* begin PROVIDED MATERIAL *
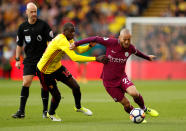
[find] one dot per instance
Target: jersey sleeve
(20, 37)
(101, 40)
(71, 53)
(139, 53)
(82, 49)
(49, 33)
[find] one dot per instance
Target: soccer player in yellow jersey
(50, 69)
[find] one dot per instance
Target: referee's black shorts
(29, 69)
(49, 80)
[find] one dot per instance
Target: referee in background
(35, 33)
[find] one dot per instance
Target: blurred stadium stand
(91, 17)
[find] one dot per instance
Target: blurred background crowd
(94, 17)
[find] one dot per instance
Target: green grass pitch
(168, 97)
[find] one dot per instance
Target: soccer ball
(137, 115)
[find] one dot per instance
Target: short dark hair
(67, 26)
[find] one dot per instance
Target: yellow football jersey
(57, 48)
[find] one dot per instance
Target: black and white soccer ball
(137, 115)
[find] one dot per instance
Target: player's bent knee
(57, 98)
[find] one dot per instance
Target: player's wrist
(17, 59)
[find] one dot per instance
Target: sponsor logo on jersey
(39, 38)
(28, 39)
(116, 60)
(26, 30)
(17, 38)
(105, 38)
(126, 54)
(113, 51)
(51, 34)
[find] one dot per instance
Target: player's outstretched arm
(102, 59)
(152, 57)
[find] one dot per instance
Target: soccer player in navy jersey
(113, 75)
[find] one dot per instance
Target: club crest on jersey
(126, 54)
(17, 38)
(105, 38)
(39, 38)
(28, 39)
(51, 34)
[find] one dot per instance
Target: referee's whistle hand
(17, 64)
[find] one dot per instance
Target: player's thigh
(116, 93)
(27, 80)
(64, 76)
(46, 80)
(132, 91)
(125, 102)
(29, 71)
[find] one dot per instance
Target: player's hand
(72, 46)
(18, 63)
(102, 59)
(92, 44)
(152, 57)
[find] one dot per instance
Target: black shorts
(29, 69)
(49, 80)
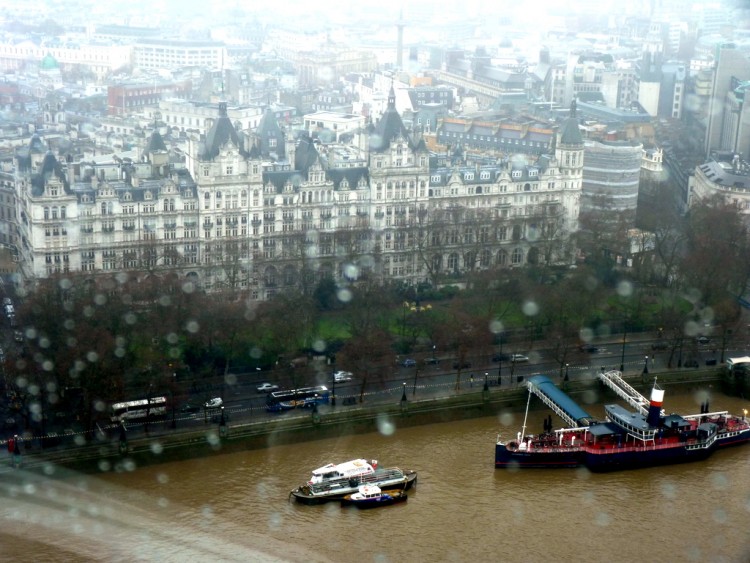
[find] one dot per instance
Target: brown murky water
(235, 506)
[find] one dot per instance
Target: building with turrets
(265, 211)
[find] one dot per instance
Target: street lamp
(222, 423)
(333, 389)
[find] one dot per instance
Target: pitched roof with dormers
(50, 168)
(268, 128)
(389, 128)
(570, 133)
(348, 177)
(155, 143)
(221, 133)
(280, 178)
(305, 154)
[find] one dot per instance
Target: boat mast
(525, 416)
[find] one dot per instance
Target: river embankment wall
(330, 422)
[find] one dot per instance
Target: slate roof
(221, 133)
(305, 155)
(156, 143)
(570, 133)
(389, 128)
(50, 167)
(351, 175)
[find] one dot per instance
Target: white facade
(99, 59)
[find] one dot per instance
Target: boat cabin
(353, 468)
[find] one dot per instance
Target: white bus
(139, 410)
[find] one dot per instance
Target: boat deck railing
(613, 379)
(346, 482)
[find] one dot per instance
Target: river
(235, 507)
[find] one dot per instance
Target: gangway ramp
(562, 405)
(613, 379)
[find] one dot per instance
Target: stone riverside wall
(325, 423)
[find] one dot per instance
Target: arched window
(437, 263)
(270, 276)
(453, 263)
(290, 275)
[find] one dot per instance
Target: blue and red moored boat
(627, 439)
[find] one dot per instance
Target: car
(266, 387)
(342, 376)
(214, 403)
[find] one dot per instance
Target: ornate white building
(258, 212)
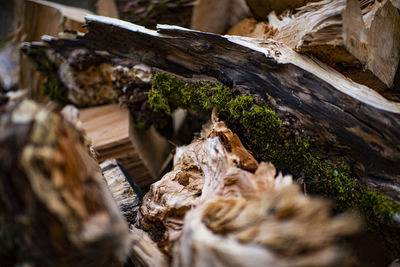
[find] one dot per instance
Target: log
(219, 207)
(113, 136)
(218, 16)
(344, 116)
(345, 119)
(261, 8)
(151, 12)
(360, 40)
(34, 18)
(127, 200)
(56, 209)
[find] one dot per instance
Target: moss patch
(53, 87)
(263, 132)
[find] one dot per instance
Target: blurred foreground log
(56, 209)
(346, 117)
(219, 207)
(34, 18)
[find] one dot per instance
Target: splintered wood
(127, 200)
(359, 39)
(35, 18)
(108, 128)
(56, 207)
(219, 206)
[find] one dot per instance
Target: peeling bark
(220, 207)
(346, 117)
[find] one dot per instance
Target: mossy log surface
(55, 207)
(346, 117)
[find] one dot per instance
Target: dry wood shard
(211, 209)
(347, 116)
(56, 207)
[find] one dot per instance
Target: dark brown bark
(348, 118)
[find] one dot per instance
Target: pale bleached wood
(261, 8)
(34, 18)
(127, 200)
(218, 16)
(57, 209)
(348, 118)
(347, 38)
(107, 8)
(109, 129)
(221, 208)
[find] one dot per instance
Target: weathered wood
(151, 12)
(127, 200)
(56, 209)
(359, 39)
(219, 207)
(218, 16)
(34, 18)
(113, 136)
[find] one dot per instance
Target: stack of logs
(71, 185)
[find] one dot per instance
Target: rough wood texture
(151, 12)
(261, 8)
(337, 112)
(219, 207)
(56, 209)
(113, 136)
(127, 200)
(34, 18)
(145, 251)
(218, 16)
(359, 39)
(107, 8)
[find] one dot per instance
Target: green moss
(263, 133)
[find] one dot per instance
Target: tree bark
(56, 209)
(346, 117)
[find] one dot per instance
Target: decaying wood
(127, 200)
(145, 251)
(107, 8)
(360, 40)
(34, 18)
(220, 207)
(56, 207)
(113, 136)
(261, 8)
(218, 16)
(347, 117)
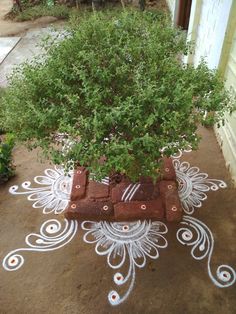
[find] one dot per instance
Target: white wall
(172, 7)
(211, 31)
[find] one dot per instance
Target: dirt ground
(76, 280)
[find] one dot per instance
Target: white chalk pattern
(52, 236)
(53, 195)
(193, 185)
(134, 241)
(197, 235)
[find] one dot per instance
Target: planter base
(125, 201)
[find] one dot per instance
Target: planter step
(125, 201)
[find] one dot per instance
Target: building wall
(211, 30)
(227, 134)
(172, 7)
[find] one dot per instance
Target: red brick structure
(125, 201)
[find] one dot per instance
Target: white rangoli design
(193, 185)
(197, 235)
(121, 241)
(52, 236)
(53, 195)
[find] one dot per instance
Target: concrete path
(26, 49)
(11, 28)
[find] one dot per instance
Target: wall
(211, 31)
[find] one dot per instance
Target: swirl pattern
(52, 236)
(119, 240)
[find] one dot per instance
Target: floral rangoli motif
(134, 241)
(131, 242)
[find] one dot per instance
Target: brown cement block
(87, 209)
(167, 170)
(134, 192)
(173, 207)
(97, 190)
(167, 187)
(139, 210)
(79, 184)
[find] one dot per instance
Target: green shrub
(117, 85)
(6, 167)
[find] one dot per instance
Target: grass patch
(32, 13)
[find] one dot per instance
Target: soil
(76, 280)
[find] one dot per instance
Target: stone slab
(6, 46)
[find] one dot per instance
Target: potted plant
(117, 84)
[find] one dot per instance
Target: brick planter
(125, 201)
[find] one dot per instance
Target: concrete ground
(74, 279)
(10, 28)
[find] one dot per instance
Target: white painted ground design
(121, 243)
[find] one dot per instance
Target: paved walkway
(75, 280)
* end PROVIDED MATERIAL *
* TO BE DONE *
Please report every line of the records above that contains the string "background", treating case as significant.

* FULL RESPONSE *
Target: referee in background
Target: blurred background crowd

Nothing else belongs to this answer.